ENUNCIADO = Extraia dos dados abaixo todas as linhas que contêm a palavra "wall", copiando cada uma delas por inteiro.

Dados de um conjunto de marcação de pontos
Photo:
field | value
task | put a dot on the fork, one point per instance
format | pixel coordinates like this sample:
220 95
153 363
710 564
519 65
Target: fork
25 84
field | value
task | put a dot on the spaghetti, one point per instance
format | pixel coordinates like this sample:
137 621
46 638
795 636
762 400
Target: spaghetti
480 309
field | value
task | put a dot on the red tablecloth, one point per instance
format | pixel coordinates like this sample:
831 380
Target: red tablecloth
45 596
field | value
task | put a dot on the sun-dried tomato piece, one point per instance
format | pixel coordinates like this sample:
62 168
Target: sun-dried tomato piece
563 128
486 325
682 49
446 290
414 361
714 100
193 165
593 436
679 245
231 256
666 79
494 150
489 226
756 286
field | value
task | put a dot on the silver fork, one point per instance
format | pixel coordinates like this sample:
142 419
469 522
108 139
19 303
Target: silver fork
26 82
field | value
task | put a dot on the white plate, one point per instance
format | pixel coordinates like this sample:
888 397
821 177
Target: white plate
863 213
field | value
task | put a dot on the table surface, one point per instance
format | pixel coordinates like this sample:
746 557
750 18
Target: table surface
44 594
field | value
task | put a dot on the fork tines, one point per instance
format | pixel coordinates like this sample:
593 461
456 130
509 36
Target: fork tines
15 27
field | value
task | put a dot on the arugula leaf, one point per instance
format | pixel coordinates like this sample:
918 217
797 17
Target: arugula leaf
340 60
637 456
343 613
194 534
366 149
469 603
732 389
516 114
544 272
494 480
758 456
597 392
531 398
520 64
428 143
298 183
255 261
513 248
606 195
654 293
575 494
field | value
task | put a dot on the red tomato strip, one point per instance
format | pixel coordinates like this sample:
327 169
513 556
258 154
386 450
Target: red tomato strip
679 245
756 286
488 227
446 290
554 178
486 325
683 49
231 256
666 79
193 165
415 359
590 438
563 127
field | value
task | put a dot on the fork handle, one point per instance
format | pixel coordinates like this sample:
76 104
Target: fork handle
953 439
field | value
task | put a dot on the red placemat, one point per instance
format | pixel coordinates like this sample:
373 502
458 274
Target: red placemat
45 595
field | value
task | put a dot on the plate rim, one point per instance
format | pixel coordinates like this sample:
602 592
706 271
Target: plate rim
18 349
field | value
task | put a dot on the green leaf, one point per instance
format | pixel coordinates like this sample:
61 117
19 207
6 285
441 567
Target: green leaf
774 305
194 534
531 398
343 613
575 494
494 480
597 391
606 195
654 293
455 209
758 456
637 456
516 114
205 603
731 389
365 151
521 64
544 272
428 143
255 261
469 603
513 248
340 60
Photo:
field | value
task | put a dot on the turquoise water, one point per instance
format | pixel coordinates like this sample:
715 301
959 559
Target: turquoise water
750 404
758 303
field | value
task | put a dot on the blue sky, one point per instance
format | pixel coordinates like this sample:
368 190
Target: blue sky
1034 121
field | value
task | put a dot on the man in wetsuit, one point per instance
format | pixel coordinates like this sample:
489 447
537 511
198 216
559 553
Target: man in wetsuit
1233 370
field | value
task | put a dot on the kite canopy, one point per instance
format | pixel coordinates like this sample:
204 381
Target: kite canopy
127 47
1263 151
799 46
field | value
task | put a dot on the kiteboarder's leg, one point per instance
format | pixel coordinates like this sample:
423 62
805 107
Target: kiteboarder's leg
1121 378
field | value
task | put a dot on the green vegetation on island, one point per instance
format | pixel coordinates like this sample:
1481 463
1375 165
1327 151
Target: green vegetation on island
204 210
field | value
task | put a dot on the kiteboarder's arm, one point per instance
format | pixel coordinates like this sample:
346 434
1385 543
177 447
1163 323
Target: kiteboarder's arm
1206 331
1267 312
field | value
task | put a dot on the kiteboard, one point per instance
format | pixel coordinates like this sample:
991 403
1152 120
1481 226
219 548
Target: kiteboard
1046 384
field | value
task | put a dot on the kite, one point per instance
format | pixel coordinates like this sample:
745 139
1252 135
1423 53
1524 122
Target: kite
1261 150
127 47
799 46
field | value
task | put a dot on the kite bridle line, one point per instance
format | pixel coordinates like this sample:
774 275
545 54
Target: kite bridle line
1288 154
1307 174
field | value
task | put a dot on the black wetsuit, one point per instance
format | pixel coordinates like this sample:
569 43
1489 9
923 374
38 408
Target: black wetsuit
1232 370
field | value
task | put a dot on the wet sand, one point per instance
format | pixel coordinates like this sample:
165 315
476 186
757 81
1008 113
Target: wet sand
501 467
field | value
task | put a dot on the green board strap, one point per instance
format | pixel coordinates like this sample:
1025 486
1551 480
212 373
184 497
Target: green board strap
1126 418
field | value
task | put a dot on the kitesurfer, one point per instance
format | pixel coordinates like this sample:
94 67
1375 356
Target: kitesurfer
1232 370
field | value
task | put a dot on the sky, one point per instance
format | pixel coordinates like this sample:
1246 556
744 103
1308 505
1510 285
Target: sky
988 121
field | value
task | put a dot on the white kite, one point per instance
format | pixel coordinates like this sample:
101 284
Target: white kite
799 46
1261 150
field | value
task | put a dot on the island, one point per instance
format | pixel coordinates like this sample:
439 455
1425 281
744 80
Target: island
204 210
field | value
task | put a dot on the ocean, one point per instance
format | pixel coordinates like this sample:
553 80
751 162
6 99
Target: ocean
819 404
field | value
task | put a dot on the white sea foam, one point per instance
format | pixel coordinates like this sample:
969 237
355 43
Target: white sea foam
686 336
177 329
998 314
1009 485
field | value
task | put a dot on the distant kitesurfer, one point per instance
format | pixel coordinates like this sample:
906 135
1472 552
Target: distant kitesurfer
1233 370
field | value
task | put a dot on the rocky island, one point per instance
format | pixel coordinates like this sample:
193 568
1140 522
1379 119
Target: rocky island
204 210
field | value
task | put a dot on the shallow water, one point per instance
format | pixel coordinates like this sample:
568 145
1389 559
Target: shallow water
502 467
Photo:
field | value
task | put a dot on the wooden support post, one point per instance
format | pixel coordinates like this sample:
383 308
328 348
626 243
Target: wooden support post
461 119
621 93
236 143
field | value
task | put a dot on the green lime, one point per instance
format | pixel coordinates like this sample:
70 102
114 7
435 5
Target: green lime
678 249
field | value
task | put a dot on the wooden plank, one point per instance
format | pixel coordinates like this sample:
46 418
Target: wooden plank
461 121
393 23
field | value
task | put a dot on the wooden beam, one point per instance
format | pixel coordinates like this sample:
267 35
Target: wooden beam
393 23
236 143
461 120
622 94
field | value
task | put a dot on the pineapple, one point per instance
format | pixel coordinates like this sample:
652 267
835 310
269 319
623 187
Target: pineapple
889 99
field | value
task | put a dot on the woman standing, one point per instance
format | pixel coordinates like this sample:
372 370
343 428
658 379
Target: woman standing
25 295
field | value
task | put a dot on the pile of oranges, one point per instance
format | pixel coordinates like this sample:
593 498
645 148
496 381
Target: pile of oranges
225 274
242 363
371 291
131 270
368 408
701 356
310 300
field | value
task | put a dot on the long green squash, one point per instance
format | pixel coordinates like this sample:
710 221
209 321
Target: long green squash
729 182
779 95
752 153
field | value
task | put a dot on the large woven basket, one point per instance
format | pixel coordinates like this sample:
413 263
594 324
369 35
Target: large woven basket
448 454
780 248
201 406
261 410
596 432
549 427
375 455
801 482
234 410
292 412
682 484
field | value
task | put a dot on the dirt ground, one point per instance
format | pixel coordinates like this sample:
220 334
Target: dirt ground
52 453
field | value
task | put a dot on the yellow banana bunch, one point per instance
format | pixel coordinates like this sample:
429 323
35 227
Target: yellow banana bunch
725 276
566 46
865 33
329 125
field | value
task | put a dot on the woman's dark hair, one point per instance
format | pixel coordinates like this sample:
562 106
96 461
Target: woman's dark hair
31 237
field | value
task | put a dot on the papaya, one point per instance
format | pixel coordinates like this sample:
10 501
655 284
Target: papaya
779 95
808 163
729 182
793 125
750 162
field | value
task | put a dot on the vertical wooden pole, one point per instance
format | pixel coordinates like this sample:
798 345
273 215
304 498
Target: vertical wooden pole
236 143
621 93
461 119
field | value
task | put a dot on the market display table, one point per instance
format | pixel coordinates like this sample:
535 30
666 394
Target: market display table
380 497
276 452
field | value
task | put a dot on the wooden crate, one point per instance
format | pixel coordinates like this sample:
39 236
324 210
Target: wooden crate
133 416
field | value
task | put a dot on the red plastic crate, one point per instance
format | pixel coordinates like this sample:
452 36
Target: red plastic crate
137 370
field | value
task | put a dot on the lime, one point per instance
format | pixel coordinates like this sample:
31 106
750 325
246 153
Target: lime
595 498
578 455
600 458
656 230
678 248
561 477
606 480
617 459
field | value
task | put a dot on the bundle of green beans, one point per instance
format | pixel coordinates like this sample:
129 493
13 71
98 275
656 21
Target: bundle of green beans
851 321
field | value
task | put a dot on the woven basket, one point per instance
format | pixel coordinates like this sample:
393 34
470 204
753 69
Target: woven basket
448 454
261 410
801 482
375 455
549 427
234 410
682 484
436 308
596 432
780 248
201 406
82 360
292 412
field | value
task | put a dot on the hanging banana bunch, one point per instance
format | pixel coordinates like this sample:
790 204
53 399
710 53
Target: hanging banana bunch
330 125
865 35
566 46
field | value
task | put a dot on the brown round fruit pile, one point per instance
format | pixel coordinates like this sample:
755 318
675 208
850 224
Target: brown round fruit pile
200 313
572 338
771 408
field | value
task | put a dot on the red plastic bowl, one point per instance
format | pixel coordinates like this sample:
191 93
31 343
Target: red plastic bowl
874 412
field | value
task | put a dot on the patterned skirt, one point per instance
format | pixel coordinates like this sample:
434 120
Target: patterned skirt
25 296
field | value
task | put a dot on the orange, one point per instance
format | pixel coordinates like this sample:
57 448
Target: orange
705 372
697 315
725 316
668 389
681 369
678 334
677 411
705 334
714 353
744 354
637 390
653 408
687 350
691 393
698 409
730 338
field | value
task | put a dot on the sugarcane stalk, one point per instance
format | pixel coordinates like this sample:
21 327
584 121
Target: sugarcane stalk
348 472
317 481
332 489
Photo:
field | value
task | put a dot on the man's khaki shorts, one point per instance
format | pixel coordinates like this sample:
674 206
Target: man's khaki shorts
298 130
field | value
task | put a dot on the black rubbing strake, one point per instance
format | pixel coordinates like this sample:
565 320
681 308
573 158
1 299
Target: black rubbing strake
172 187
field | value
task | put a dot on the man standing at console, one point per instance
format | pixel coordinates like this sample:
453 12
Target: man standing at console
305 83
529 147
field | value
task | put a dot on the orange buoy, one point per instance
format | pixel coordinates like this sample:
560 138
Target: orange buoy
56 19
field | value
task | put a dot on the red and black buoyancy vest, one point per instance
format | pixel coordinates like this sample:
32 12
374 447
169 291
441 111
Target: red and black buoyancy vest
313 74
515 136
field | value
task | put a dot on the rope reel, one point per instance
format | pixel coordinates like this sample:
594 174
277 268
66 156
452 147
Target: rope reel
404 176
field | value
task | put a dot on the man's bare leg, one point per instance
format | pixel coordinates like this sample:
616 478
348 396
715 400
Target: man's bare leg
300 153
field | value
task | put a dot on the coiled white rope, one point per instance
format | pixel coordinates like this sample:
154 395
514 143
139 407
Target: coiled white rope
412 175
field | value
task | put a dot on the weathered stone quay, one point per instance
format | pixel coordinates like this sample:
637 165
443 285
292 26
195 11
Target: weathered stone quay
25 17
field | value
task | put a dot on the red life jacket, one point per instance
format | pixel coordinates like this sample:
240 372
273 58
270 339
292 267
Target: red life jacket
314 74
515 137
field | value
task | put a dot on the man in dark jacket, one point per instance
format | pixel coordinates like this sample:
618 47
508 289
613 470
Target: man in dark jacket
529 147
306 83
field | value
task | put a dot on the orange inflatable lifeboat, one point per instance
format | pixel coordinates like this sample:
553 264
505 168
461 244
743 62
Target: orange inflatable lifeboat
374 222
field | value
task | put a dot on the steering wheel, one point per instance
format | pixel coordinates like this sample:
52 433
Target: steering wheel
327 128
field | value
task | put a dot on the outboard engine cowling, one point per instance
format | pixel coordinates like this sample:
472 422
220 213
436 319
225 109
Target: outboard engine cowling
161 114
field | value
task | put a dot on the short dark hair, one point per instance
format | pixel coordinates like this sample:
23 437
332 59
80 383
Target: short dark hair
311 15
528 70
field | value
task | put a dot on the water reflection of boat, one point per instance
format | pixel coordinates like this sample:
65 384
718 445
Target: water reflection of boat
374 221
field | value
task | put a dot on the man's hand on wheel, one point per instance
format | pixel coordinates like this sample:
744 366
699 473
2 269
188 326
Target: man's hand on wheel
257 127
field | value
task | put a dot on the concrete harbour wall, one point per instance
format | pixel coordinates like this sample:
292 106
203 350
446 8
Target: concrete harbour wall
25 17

RESPOSTA FINAL =
task | put a dot on the concrete harbour wall, one point per instance
Target: concrete harbour wall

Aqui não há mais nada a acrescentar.